Can you give the stretch of the material that opens with the line containing "[outline] pastel peach", that line included, and runs through the final line as a JSON list of strings, one per line, with blank lines left out?

(Source data)
============

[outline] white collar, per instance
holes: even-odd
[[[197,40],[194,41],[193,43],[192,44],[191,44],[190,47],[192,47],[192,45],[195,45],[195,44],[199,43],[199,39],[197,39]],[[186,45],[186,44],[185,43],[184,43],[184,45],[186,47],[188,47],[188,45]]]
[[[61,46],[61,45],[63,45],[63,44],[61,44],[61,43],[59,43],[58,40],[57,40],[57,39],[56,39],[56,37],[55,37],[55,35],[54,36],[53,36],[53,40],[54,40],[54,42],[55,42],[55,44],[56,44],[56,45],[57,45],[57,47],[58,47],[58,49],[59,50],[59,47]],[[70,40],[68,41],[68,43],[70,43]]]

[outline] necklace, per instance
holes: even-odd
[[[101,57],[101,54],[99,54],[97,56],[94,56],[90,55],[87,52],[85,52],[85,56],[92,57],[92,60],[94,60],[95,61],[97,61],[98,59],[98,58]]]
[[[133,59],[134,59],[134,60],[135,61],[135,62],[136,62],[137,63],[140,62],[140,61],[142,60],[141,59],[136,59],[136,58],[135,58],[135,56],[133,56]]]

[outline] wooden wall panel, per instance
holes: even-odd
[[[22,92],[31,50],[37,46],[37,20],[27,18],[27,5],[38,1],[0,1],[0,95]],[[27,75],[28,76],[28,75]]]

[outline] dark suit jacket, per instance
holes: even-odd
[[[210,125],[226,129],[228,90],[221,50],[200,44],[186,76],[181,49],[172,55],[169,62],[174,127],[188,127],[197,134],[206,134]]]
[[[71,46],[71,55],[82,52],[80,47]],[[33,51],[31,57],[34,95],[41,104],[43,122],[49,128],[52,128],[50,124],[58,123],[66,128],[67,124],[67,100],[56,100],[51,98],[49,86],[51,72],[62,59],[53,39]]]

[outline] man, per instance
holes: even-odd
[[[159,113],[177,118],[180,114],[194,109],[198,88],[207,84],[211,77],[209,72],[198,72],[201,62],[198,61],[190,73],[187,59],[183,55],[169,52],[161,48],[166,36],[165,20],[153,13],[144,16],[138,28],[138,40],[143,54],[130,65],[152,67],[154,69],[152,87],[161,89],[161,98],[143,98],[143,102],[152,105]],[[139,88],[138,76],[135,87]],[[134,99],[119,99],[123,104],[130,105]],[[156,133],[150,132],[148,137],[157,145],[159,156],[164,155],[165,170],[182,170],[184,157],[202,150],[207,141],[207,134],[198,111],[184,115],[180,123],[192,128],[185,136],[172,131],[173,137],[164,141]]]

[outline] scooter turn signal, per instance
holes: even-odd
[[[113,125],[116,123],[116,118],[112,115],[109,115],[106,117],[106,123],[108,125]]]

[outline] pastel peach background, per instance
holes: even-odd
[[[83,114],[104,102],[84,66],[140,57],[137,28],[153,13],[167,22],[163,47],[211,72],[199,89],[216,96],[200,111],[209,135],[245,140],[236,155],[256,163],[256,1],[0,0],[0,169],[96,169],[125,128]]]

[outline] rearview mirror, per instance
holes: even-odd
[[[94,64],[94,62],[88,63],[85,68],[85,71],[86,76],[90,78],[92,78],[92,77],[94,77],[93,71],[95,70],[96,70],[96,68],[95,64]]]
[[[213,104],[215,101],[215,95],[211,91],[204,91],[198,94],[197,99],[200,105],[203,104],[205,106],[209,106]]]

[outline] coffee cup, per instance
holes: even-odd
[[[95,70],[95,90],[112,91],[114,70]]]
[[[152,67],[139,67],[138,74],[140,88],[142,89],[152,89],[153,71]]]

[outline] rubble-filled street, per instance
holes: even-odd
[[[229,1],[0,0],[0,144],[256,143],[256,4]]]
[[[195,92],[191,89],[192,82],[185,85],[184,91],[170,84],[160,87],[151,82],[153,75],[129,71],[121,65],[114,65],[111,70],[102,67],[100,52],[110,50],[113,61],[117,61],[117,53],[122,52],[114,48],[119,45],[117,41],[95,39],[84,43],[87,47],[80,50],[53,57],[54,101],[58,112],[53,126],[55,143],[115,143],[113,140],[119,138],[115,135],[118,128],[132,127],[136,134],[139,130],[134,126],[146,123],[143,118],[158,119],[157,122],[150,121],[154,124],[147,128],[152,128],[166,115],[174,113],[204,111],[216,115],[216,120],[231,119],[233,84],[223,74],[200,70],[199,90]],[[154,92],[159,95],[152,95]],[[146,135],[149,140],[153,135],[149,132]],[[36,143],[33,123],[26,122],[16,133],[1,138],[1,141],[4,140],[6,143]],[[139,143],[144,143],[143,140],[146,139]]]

============

_TASK ANSWER_.
[
  "[outline] pastel peach background, per instance",
  "holes: even-odd",
  "[[[83,114],[104,102],[84,66],[140,57],[137,28],[153,13],[167,22],[163,47],[211,72],[199,89],[216,96],[200,111],[209,135],[245,140],[236,155],[256,163],[256,1],[0,0],[0,169],[96,169],[125,128]]]",
  "[outline] rearview mirror, per instance",
  "holes: even-odd",
  "[[[94,64],[94,62],[88,63],[85,68],[85,71],[86,76],[90,78],[92,78],[92,77],[94,77],[93,71],[95,70],[96,70],[96,68],[95,64]]]",
  "[[[213,104],[215,101],[215,95],[211,91],[204,91],[198,94],[197,99],[200,105],[203,104],[205,106],[209,106]]]",
  "[outline] coffee cup, per instance",
  "holes: even-odd",
  "[[[95,70],[95,90],[112,91],[114,70]]]",
  "[[[152,67],[139,67],[138,74],[140,88],[142,89],[152,89],[153,71]]]",
  "[outline] rubble-filled street, per instance",
  "holes: even-odd",
  "[[[229,1],[0,0],[0,144],[256,143],[256,4]]]",
  "[[[195,92],[191,89],[192,82],[185,85],[184,91],[170,84],[160,87],[151,82],[153,75],[129,71],[121,65],[114,65],[111,70],[102,67],[100,52],[110,50],[113,61],[117,61],[117,53],[122,52],[114,48],[119,45],[117,41],[95,39],[84,43],[87,47],[80,50],[53,57],[54,101],[58,112],[53,126],[55,143],[115,143],[113,140],[119,138],[115,135],[118,128],[132,127],[136,134],[139,130],[134,126],[146,123],[143,118],[158,119],[157,122],[150,121],[154,124],[147,128],[152,128],[166,115],[174,113],[204,111],[216,115],[216,120],[231,119],[233,84],[223,74],[200,70],[199,90]],[[154,92],[159,95],[152,95]],[[146,135],[149,140],[153,135],[149,132]],[[36,143],[33,123],[26,122],[16,133],[1,138],[1,141],[4,140],[6,143]],[[139,143],[144,143],[143,140],[146,139]]]"
]